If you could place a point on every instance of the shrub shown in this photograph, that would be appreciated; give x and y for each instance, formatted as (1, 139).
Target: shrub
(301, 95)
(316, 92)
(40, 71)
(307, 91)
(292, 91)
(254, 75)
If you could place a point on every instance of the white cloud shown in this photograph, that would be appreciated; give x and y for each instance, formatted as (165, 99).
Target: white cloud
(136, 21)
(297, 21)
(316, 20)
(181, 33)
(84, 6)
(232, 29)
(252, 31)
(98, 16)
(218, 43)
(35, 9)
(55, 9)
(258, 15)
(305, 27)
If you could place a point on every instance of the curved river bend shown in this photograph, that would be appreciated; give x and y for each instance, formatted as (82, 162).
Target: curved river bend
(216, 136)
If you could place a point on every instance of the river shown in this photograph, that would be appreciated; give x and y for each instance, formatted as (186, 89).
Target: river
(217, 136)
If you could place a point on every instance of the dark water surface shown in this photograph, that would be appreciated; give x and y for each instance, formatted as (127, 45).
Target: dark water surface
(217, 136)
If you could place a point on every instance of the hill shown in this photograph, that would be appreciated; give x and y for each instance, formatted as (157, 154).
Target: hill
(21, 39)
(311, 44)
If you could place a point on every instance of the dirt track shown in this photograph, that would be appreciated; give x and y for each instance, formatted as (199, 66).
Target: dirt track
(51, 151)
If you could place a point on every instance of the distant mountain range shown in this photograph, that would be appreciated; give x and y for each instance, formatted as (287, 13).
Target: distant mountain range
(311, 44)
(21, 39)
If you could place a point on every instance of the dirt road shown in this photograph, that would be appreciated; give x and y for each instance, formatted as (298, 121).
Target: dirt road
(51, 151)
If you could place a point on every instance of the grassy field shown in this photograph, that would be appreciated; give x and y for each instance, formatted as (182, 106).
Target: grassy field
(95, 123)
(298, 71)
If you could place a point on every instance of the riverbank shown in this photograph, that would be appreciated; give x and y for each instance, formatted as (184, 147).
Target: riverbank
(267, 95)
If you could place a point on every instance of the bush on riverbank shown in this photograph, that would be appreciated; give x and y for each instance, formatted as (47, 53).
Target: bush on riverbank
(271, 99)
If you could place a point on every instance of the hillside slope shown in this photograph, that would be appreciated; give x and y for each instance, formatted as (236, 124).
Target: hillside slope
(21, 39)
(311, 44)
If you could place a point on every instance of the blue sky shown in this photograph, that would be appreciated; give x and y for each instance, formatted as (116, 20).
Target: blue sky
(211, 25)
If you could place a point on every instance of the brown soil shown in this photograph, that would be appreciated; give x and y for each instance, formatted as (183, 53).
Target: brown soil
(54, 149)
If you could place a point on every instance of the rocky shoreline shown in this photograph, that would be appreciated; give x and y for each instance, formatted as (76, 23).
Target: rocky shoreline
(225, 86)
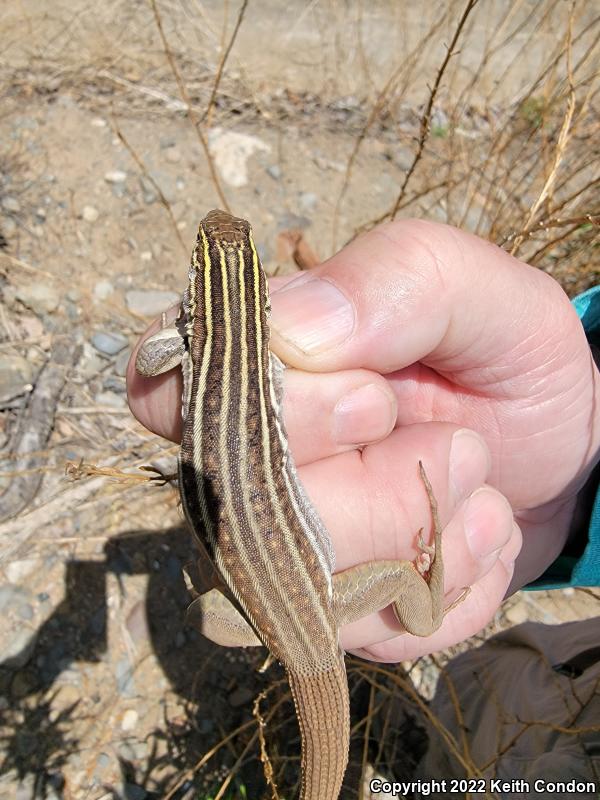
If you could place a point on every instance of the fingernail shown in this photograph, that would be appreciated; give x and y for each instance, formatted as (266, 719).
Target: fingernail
(469, 462)
(312, 314)
(488, 522)
(364, 415)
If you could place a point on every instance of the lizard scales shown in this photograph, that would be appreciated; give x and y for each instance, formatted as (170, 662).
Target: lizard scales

· · ·

**Prompt:** Exactly the lines from the one containing "as (182, 106)." to the final line of the entries are wanted; please write them out, both ends included, but not the pictures.

**Solved exercise:**
If you could place a point on every instance of the grassy field shown in this photograph, that would be appreciated; give x and y for each instance, formatted as (182, 106).
Target: grassy field
(95, 123)
(298, 71)
If you could place a point on every instance of the riverbank shown in this photograph, that would be appreciated; give x and y for each instance, formatted as (184, 147).
Target: riverbank
(267, 95)
If you could place a point on every instance of the bush on riverbank shown in this photograph, that would be appreciated; give x and y for each instance, formatted as (47, 53).
Target: bush on riverbank
(271, 99)
If you could place a point on every instance of the hillside slope shown in this photograph, that would be appreciated; give x and y for each instance, formatted as (236, 124).
Target: hillside slope
(21, 39)
(311, 44)
If you could place a point on every instance of the blue sky shown in this photograph, that would be appreciated; give x and y for each instance, formatted as (116, 20).
Target: blue sky
(211, 25)
If you could place a point on every instance of the brown soil shown in this photograph, that would be appreciated; give x and y for each instance, formatted as (183, 53).
Target: brown soil
(54, 149)
If you could place a point on every instance of the rocky shoreline shown in this photograph, that would be appreciated; give x and y for each instance, formatted as (76, 23).
Target: rocky shoreline
(225, 86)
If you could place a point on every instance of the fingernail shown in this photograph, that would be appreciated; give x and y for each instance, formatted as (266, 719).
Target: fingernail
(469, 462)
(312, 314)
(488, 522)
(364, 415)
If you could place a point on every instance of the lizard scales shown in this photograph, that would be appreciated; give x and y for each instance, formatted as (170, 662).
Target: lizard scales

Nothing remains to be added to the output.